— DO THIS —
Without including the pictures, copy out every line below.

— Image point annotation entries —
◆ ◆ ◆ ◆
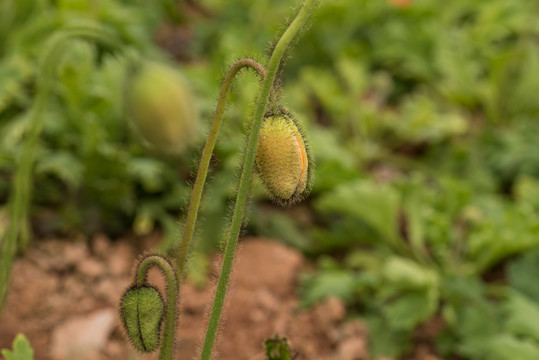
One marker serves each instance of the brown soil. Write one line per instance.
(64, 294)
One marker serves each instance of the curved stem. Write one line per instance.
(196, 195)
(18, 233)
(166, 352)
(245, 179)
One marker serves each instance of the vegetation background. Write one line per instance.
(423, 118)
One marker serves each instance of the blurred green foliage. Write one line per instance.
(422, 119)
(21, 349)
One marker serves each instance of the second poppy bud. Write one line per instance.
(283, 159)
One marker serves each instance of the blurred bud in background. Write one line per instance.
(161, 107)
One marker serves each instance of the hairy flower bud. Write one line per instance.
(142, 311)
(283, 159)
(161, 107)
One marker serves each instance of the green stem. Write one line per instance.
(166, 352)
(18, 232)
(196, 195)
(245, 179)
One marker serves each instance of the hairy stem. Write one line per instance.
(196, 195)
(245, 179)
(18, 232)
(166, 352)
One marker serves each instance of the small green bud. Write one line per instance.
(283, 159)
(142, 311)
(161, 107)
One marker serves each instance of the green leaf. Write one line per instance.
(523, 272)
(407, 274)
(411, 309)
(62, 164)
(21, 349)
(509, 347)
(385, 341)
(377, 205)
(277, 348)
(523, 316)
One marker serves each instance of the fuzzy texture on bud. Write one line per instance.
(161, 107)
(142, 311)
(283, 158)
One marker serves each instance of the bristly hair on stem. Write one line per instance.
(246, 175)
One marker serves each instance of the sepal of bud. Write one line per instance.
(283, 158)
(142, 310)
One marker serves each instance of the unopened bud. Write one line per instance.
(283, 159)
(161, 107)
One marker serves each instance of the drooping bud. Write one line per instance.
(142, 311)
(161, 107)
(283, 159)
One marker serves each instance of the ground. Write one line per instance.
(64, 295)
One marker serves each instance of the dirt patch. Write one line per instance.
(64, 294)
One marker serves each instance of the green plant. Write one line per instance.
(18, 232)
(298, 167)
(21, 349)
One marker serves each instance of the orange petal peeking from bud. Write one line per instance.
(283, 159)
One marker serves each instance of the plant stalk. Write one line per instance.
(246, 174)
(198, 187)
(166, 351)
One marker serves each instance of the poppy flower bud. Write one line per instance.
(161, 107)
(283, 159)
(142, 311)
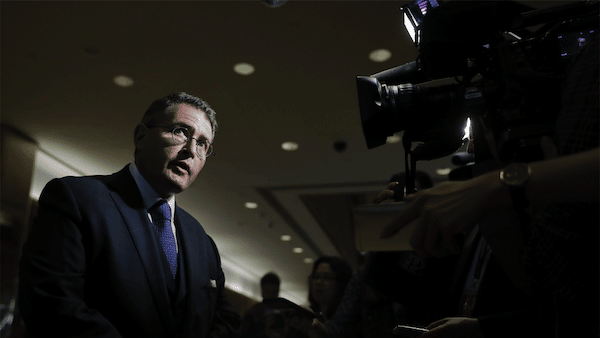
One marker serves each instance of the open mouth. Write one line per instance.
(181, 166)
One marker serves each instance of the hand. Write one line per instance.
(454, 327)
(311, 326)
(444, 210)
(387, 195)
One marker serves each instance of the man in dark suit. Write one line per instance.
(103, 261)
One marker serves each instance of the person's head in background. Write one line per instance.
(269, 285)
(422, 181)
(327, 284)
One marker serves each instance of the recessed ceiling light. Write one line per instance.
(443, 171)
(243, 68)
(289, 146)
(123, 81)
(251, 205)
(393, 139)
(380, 55)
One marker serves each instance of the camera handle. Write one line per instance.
(410, 169)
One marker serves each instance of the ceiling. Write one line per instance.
(58, 64)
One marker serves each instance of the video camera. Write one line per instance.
(507, 77)
(501, 64)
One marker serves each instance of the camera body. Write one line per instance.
(507, 78)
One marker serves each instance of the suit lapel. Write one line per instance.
(195, 259)
(129, 202)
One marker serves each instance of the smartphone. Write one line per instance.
(405, 331)
(284, 304)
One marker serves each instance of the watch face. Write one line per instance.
(515, 174)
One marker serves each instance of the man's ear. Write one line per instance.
(139, 135)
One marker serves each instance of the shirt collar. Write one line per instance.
(149, 195)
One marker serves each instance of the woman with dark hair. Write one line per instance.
(327, 283)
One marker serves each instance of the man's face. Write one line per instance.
(169, 168)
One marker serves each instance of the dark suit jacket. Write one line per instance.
(91, 267)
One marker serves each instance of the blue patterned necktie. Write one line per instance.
(161, 217)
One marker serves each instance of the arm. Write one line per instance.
(226, 321)
(444, 210)
(53, 269)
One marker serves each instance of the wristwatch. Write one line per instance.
(515, 177)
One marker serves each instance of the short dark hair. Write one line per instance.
(163, 104)
(343, 273)
(270, 278)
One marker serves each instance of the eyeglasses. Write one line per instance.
(181, 135)
(326, 277)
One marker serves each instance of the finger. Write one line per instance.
(409, 214)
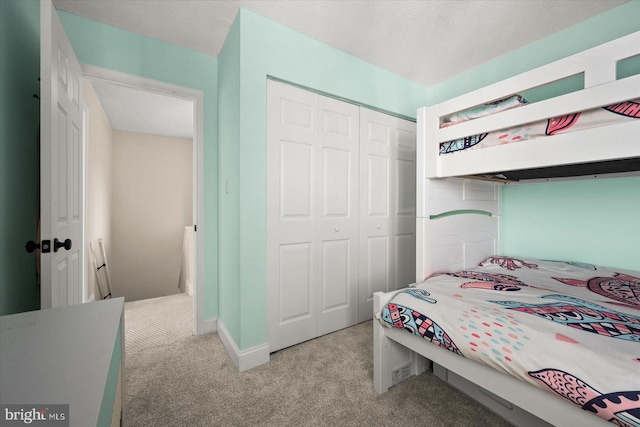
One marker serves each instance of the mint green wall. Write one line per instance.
(109, 47)
(269, 49)
(228, 151)
(591, 221)
(594, 221)
(19, 153)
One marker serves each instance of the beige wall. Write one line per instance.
(98, 194)
(151, 205)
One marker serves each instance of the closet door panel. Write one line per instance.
(339, 140)
(292, 215)
(387, 216)
(404, 227)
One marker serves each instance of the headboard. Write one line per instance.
(603, 85)
(456, 225)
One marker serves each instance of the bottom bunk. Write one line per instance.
(529, 346)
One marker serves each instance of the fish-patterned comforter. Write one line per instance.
(569, 328)
(611, 114)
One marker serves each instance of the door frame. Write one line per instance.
(95, 73)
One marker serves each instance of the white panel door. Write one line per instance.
(387, 206)
(293, 250)
(312, 215)
(339, 138)
(62, 163)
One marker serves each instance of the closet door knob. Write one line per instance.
(57, 244)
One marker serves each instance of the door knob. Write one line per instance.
(57, 244)
(44, 246)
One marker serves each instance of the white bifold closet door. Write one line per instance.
(387, 206)
(314, 220)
◆ ◆ ◆ ◆
— RESPONSE FOR THIS EXERCISE —
One marker serves each instance of the brown soil. Write one line per instance.
(64, 294)
One marker serves each instance of the curved stem. Write one line per instance.
(196, 195)
(18, 233)
(166, 352)
(245, 179)
One marker serves each instance of the vegetation background. Write one line per instance.
(423, 118)
One marker serves each instance of the blurred green foliage. Write one line per instance.
(422, 119)
(21, 349)
One marker serves each instance of the second poppy bud. Write one line per instance.
(283, 159)
One marker serves each instance of the blurred bud in background. Write one line per instance.
(161, 107)
One marker serves each instance of the hairy flower bud. Write one line per instance.
(142, 311)
(283, 159)
(161, 107)
One marker serves each instance of the green stem. Write one line per instance.
(166, 352)
(18, 232)
(196, 195)
(245, 179)
One marker serves each instance of the hairy stem. Write one line per instance.
(196, 195)
(245, 179)
(18, 232)
(166, 352)
One marker serves each instance of the small green bud. Write one line per instance.
(283, 159)
(142, 311)
(161, 107)
One marker serves each instance of the green leaf. Write one line per instance.
(523, 272)
(407, 274)
(411, 309)
(62, 164)
(21, 349)
(509, 347)
(385, 341)
(377, 205)
(277, 348)
(523, 316)
One marker serves each instance of the fuzzy texture on bud. Write one line per instance.
(161, 107)
(142, 311)
(283, 158)
One marker serves each instance of the bristly hair on stem. Write one line per instance.
(246, 175)
One marker serves each instance of the sepal of bud. Write one line per instance.
(283, 158)
(142, 310)
One marker serves each instance of the unopened bud. Write one line per instance.
(283, 159)
(161, 107)
One marker serves each instance of the drooping bud. Write one line per instance.
(142, 311)
(161, 107)
(283, 159)
One marker serves each instance of the ground. Write one line per instance.
(64, 295)
One marker serves each instance of the dirt patch. Write one line per instance.
(64, 294)
One marker serves each instance of the green plant. Write one line per instance.
(18, 232)
(298, 167)
(21, 349)
One marker serves each instance of the orange petal peeking from bud. Write one line per instance.
(283, 159)
One marker serves each instance of the plant stalk. Write one line per instance.
(246, 174)
(198, 187)
(166, 351)
One marker serves each instance of the poppy flower bud. Write one line per instance.
(161, 107)
(283, 159)
(142, 311)
One marker serves each instance of the open mouth. Write one line per instance.
(181, 166)
One marker serves each instance of the hand. Write one line per instance.
(454, 327)
(311, 326)
(444, 210)
(387, 195)
One marker serves each instance of the man in dark suit. Write one line per instance.
(103, 261)
One marker serves each instance of the person's head in background. Write one line per instance.
(269, 285)
(422, 181)
(327, 284)
One marker serves each instance of the recessed ceiling light. Write one line per instance.
(443, 171)
(243, 68)
(289, 146)
(123, 81)
(251, 205)
(393, 139)
(380, 55)
One marker serves each instance of the camera handle. Write one line per instance.
(410, 169)
One marker serves each instance of the ceiling. Write one line per instance.
(58, 64)
One marker serves each instance of the video camera. Write one line per instance.
(507, 77)
(501, 64)
One marker serves each instance of the camera body. Write one line per instance.
(507, 78)
One marker serves each instance of the suit lapel. Write one line per instance.
(195, 259)
(129, 202)
One marker serves each instance of the smartphone. Write one line per instance.
(405, 331)
(284, 304)
One marker serves each instance of the watch face. Write one line per instance.
(515, 174)
One marker serves each instance of the man's ear. Write one line per instance.
(139, 135)
One marker serves each instance of the shirt collar. Write one line per instance.
(149, 195)
One marker serves each instance of the woman with dark hair. Write one line per instance.
(327, 283)
One marker serves each instance of the man's face. Write one line per instance.
(169, 168)
One marker serves each instance of the dark suit jacket. Write one line per instance.
(91, 267)
One marker serves each instance of the blue patterned necktie. Write one line per instance.
(161, 217)
One marker serves each instance of the arm. Write one line per instance.
(226, 321)
(444, 210)
(53, 269)
One marker serves each instance of the wristwatch. Write one line per instance.
(515, 177)
One marker serves each instance of the short dark hair. Write one line per instance.
(163, 104)
(343, 273)
(270, 278)
One marker serves each instance of the eyeglasses. Write one line per instance.
(181, 135)
(326, 277)
One marker serves each instance of the finger. Write one line per instance.
(409, 214)
One marker serves each instance of the mint green wall. Write one line per instance.
(109, 47)
(269, 49)
(228, 151)
(591, 221)
(594, 221)
(19, 153)
One marker serves each instance of the beige wall. Write one line per instance.
(98, 194)
(151, 205)
One marker serves each instance of the closet door panel. Write one line per instance.
(339, 140)
(292, 215)
(387, 216)
(404, 227)
One marker serves each instance of the headboard. Write one line per instance.
(603, 85)
(456, 225)
One marker serves each instance of the bottom bunk. Write one line per instance.
(529, 346)
One marker serves each instance of the fish-patterned comforter. Write one line per instance.
(569, 328)
(611, 114)
One marker serves each instance of the door frame. Write one line per instance.
(95, 73)
One marker serves each instance of the white panel door. Write one line per instance.
(387, 206)
(293, 250)
(312, 215)
(339, 138)
(62, 163)
One marker serves each instance of the closet door knob. Write one line per instance.
(57, 244)
One marker serves each instance of the door knob. Write one line per instance.
(57, 244)
(44, 246)
One marker serves each instance of the white bifold closet door. Write one line per instance.
(387, 206)
(314, 220)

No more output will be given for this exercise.